Rewrite the records below as a Markdown table with two columns, "No." and "Line". Give each line its own numbered row and leave out blank lines.

• Records from a point labeling set:
##############################

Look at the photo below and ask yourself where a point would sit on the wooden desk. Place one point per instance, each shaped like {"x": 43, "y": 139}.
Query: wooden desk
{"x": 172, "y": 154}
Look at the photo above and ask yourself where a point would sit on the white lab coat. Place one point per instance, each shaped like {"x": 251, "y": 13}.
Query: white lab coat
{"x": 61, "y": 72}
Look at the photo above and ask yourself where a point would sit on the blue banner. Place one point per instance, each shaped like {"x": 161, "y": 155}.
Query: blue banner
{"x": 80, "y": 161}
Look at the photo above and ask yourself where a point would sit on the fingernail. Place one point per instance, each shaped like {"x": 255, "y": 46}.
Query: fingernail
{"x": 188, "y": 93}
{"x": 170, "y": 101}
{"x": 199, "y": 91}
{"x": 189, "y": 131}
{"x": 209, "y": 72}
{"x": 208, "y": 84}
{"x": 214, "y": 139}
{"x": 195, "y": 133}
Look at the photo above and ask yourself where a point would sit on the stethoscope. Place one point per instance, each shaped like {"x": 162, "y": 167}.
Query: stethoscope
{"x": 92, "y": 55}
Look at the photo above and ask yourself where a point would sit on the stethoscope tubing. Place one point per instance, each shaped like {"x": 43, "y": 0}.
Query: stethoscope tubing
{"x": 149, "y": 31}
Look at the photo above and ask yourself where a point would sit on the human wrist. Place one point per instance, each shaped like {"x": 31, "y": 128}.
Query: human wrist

##############################

• Output:
| No. | Line |
|---|---|
| 1 | Look at the photo below and ask yourself where a point would sit on the wooden desk. Place one point per instance, each shaped like {"x": 43, "y": 139}. |
| 2 | Query: wooden desk |
| 3 | {"x": 172, "y": 154} |
| 4 | Look at the photo above and ask yourself where a point would sit on the white lab coat. Place one point per instance, each shaped like {"x": 251, "y": 13}. |
| 5 | Query: white lab coat |
| 6 | {"x": 61, "y": 72} |
| 7 | Look at the photo above and ask yourself where a point would sit on the blue banner. Place one point per instance, each shaped like {"x": 161, "y": 155}. |
| 8 | Query: blue banner |
| 9 | {"x": 80, "y": 161} |
| 10 | Look at the photo above and ask yourself where a point would sit on the fingernail. Place one point per instance, each shaped like {"x": 255, "y": 46}. |
| 11 | Query: fingernail |
| 12 | {"x": 188, "y": 93} |
| 13 | {"x": 170, "y": 101} |
| 14 | {"x": 199, "y": 91} |
| 15 | {"x": 189, "y": 131} |
| 16 | {"x": 209, "y": 72} |
| 17 | {"x": 208, "y": 84} |
| 18 | {"x": 214, "y": 139} |
| 19 | {"x": 195, "y": 133} |
| 20 | Look at the photo above and ask yourself where a point would sit on the stethoscope. Place one point per instance, each shaped like {"x": 162, "y": 167}. |
| 21 | Query: stethoscope |
| 22 | {"x": 92, "y": 55} |
| 23 | Look at the photo above and ask yourself where a point would sit on the stethoscope tubing. Place one point per instance, each shaped like {"x": 43, "y": 0}. |
| 24 | Query: stethoscope tubing |
| 25 | {"x": 149, "y": 31} |
| 26 | Look at the photo above and ask yourself where a point would sit on the human wrist. Place one point per instance, each shaped like {"x": 31, "y": 128}. |
| 27 | Query: human wrist |